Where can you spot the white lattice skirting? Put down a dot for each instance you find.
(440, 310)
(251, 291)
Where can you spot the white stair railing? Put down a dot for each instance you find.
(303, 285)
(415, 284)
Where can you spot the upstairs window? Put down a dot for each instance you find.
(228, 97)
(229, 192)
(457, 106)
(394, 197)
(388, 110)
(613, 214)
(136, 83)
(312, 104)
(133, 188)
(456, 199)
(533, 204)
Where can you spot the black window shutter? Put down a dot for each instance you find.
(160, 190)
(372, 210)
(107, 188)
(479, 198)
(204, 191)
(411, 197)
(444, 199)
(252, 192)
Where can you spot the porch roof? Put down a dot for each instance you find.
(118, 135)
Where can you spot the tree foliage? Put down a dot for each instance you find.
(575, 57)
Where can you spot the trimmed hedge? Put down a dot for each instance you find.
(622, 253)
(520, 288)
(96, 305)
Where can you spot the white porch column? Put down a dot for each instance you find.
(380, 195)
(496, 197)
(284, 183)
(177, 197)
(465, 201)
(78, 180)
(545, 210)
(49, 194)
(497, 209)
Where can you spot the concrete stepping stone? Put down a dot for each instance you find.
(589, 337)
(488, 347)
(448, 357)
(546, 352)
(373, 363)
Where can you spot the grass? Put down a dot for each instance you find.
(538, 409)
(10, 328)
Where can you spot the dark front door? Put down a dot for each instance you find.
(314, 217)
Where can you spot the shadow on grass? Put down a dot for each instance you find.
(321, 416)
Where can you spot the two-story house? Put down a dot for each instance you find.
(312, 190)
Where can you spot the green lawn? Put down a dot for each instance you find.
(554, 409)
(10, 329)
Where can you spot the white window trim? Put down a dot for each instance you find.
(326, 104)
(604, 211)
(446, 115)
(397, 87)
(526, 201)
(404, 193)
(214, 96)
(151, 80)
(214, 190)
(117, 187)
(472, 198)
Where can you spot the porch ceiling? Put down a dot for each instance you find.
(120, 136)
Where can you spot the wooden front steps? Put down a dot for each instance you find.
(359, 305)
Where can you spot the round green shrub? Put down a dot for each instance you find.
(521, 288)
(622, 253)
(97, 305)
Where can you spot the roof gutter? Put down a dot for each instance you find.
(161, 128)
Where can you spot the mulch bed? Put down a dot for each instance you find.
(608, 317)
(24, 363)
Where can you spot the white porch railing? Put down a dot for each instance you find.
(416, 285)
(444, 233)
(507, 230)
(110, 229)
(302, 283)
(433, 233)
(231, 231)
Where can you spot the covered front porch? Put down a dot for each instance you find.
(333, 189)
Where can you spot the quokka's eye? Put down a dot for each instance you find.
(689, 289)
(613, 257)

#####

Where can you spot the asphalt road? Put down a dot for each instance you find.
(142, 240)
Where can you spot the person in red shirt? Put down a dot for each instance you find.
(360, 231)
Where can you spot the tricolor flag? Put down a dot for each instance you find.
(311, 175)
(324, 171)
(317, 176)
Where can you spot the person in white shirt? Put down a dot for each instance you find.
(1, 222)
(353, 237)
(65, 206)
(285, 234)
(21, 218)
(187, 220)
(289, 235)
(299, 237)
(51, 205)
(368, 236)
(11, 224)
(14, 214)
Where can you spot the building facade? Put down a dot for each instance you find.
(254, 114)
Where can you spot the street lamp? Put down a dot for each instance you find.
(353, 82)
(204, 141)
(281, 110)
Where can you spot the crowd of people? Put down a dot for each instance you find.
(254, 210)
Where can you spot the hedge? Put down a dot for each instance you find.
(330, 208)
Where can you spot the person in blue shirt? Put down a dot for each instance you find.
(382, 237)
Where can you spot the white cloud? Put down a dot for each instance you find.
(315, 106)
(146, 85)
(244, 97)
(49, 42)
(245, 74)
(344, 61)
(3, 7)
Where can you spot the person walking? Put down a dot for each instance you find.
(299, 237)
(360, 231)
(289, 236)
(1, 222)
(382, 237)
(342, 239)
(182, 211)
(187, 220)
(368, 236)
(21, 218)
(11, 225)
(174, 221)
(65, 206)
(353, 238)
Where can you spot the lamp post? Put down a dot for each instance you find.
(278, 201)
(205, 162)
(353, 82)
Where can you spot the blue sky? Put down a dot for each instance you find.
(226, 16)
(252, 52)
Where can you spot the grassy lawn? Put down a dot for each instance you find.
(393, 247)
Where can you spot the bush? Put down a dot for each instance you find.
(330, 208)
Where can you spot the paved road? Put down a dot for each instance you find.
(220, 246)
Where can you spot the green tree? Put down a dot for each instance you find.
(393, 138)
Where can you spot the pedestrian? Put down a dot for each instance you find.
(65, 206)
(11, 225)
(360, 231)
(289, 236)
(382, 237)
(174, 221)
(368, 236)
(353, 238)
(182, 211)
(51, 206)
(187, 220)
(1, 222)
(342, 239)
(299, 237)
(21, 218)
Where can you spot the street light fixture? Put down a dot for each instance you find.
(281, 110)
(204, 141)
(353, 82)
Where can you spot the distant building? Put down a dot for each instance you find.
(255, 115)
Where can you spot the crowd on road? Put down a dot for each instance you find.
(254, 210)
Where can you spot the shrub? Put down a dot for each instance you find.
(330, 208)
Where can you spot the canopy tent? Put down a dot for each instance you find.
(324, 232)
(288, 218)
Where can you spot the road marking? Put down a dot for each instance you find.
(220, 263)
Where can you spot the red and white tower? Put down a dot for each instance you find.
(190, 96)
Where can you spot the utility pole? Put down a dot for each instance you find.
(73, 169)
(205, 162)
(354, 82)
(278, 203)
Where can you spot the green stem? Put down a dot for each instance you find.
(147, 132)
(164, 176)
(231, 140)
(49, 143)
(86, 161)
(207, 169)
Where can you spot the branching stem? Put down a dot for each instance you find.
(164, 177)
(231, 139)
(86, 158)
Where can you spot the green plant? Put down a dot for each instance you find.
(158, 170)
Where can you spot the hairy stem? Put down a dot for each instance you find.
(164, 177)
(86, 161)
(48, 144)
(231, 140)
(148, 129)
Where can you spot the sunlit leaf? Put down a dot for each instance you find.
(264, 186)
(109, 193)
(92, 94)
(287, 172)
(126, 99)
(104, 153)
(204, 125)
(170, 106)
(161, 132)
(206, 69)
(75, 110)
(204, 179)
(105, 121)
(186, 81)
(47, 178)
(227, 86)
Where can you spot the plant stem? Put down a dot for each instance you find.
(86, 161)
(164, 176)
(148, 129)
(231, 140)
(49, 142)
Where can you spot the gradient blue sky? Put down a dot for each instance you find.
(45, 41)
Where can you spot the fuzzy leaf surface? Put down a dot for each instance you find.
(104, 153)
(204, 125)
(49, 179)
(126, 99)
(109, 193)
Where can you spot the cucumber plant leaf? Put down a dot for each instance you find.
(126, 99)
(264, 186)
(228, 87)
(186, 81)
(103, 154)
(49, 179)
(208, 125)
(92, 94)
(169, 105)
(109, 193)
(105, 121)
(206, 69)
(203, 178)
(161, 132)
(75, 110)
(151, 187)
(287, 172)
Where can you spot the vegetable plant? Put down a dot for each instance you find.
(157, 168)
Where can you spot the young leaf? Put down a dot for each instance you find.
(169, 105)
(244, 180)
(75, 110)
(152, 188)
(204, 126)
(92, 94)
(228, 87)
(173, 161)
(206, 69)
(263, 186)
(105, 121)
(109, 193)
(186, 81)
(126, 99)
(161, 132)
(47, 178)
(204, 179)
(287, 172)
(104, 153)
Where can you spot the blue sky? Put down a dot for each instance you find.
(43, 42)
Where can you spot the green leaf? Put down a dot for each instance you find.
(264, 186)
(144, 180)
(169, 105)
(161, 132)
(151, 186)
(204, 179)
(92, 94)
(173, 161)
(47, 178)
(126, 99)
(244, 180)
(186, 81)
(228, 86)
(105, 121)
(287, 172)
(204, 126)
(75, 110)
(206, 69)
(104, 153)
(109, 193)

#####

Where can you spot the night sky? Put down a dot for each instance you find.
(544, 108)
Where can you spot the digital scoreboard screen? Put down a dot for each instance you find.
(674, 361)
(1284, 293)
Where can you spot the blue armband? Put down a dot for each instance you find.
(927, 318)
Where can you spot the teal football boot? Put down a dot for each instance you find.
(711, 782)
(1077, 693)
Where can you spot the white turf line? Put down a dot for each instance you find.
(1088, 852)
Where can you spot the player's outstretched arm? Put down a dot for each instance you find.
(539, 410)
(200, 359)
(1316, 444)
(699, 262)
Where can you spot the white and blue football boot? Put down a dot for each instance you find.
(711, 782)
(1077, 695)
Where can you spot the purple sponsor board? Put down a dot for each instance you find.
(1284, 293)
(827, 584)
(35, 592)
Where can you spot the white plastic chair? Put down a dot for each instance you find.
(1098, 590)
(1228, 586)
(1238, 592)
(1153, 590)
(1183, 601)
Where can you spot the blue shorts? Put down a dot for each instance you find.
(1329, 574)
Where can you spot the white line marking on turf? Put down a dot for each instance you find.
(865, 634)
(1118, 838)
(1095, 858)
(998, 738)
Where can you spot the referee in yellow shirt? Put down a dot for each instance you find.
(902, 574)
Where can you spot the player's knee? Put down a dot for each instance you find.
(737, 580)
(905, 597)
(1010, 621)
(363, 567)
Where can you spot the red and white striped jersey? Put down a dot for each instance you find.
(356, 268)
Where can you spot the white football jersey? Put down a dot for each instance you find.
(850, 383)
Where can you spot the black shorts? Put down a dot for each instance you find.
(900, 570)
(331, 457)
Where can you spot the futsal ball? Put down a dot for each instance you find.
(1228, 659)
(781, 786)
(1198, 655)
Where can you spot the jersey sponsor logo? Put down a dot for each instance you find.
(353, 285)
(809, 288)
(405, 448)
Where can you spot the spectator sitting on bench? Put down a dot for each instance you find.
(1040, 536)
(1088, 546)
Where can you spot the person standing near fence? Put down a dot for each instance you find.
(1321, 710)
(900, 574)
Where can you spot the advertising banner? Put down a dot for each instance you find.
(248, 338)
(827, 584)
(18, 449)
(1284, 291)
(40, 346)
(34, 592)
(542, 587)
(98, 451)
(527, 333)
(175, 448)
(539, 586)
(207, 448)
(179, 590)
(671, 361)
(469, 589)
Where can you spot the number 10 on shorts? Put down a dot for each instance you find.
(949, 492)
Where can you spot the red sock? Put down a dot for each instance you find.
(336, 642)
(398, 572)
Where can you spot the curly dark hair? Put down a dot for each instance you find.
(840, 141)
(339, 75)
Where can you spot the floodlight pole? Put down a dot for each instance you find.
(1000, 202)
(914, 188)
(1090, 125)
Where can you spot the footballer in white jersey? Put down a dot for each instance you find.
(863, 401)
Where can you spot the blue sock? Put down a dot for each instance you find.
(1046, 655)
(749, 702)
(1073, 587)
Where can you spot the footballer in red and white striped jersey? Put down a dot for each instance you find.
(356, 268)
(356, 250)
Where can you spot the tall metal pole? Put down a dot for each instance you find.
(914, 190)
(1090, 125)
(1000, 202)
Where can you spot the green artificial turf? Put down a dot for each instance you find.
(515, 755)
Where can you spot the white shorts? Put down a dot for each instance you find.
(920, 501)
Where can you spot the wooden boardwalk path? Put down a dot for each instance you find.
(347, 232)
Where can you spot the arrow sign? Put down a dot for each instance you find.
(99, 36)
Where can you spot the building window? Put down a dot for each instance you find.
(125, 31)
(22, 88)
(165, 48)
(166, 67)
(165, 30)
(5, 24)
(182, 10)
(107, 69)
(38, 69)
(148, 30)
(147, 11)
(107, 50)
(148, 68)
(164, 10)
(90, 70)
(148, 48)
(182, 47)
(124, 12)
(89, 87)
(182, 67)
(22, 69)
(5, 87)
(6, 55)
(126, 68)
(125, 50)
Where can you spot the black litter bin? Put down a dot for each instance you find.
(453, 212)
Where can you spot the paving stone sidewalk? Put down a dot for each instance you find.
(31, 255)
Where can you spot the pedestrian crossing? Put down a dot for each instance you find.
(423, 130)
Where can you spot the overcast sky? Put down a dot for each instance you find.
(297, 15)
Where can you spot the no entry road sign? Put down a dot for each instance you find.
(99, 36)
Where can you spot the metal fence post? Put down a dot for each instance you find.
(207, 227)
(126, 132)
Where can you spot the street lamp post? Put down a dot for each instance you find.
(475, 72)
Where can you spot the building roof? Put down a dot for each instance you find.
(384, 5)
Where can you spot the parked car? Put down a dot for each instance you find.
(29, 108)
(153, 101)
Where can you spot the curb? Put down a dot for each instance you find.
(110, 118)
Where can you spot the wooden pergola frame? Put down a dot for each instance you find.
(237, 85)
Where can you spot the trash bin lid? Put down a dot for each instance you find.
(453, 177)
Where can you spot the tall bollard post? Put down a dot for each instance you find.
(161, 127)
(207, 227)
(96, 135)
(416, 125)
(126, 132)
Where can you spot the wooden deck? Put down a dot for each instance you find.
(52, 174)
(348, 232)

#####

▸ REQUEST
Print the items above verbatim, starting at the line that contains "Where can you spot the player's knee?" and ending at the line that contains "(1073, 587)", with both of those lines included.

▸ OUTPUT BELOW
Where can you spot the player's knee? Put down a dot for each instance you find.
(737, 580)
(905, 597)
(1010, 621)
(363, 567)
Where can you spot the red and white striped jersey? Put down a dot for each instance you find.
(356, 268)
Where can you spot the white football jersey? Put down a dot for each instance you find.
(850, 383)
Where can you spot the black shorts? Put down a dot for each instance you find.
(900, 570)
(331, 457)
Where can you spot the futsal ball? Put down a dot for each instance you find.
(1228, 659)
(781, 786)
(1198, 655)
Where can you spot the jersey sponsor logo? Put down a dot for each instance you find.
(353, 285)
(809, 288)
(405, 448)
Where can you spot the spectator sitting on bench? Put down a dot for each instance you find.
(1040, 536)
(1088, 546)
Where can you spot the person standing near fence? Put down a dot for each instance you find.
(1321, 710)
(900, 574)
Where can you spot the advertising banner? Put down a dot for each instance you find.
(248, 338)
(827, 584)
(18, 449)
(1284, 291)
(40, 346)
(34, 592)
(542, 587)
(98, 451)
(527, 333)
(175, 448)
(539, 586)
(207, 448)
(179, 590)
(671, 361)
(469, 589)
Where can you spot the number 10 on shorts? Put down a dot for each instance you find.
(949, 492)
Where can you spot the red sock? Put down a dot for each instance you find.
(336, 642)
(398, 572)
Where can you spot the curly dark hair? Put down a dot for each instance you find.
(840, 141)
(339, 75)
Where can you spot the floodlight pole? Put down a dot for each instance you find.
(1000, 202)
(914, 188)
(1090, 125)
Where can you spot the footballer in white jersey? Put down a dot for each instance you find.
(863, 401)
Where can you spot the blue sock? Put down a dot for each instance you find.
(1046, 655)
(749, 702)
(1073, 587)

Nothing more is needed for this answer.